Copy the whole listing verbatim.
Data extract section start
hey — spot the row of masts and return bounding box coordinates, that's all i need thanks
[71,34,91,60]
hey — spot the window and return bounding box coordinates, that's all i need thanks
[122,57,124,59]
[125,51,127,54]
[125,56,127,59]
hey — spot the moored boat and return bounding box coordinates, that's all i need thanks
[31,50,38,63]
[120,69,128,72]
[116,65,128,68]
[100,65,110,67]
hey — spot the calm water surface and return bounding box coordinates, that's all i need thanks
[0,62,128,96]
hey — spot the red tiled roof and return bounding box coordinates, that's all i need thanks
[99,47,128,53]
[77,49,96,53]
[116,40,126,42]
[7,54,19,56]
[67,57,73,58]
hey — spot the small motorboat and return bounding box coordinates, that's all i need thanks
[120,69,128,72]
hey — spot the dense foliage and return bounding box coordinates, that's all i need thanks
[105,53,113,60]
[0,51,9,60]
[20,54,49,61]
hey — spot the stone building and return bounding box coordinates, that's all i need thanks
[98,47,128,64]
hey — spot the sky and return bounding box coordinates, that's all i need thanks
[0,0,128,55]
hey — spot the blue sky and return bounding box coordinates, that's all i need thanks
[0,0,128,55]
Data extract section end
Exercise response:
hey — spot the row of masts and return bounding box coordinates, that's all i need thanks
[71,34,91,60]
hey — spot the window and return bounding box coordinates, that's all i need thanks
[122,57,124,59]
[125,51,127,54]
[125,56,127,59]
hey — spot the moored boat and return bounding box coordinates, that's all i need thanks
[31,50,38,63]
[120,69,128,72]
[116,65,128,68]
[100,65,110,67]
hey — spot the calm water surface and return bounding box coordinates, that's all i need thanks
[0,62,128,96]
hey — spot the red tiled roof and return bounding box coordinates, that's all i need thanks
[99,47,128,53]
[77,49,96,53]
[116,40,126,42]
[7,54,19,56]
[67,57,73,58]
hey — spot the small motorboat and return bounding box coordinates, that's all i need thanks
[120,69,128,72]
hey — spot the dense foliage and return bounding box coordinates, that's all i need thanks
[105,53,113,60]
[0,51,9,60]
[20,54,49,61]
hey — spot the stone building and return bounding box coordinates, that's all i need thanks
[98,47,128,64]
hey — spot the sky and return bounding box coordinates, that's all i need thanks
[0,0,128,55]
hey — spot the blue sky and return bounding box coordinates, that's all i need thanks
[0,0,128,55]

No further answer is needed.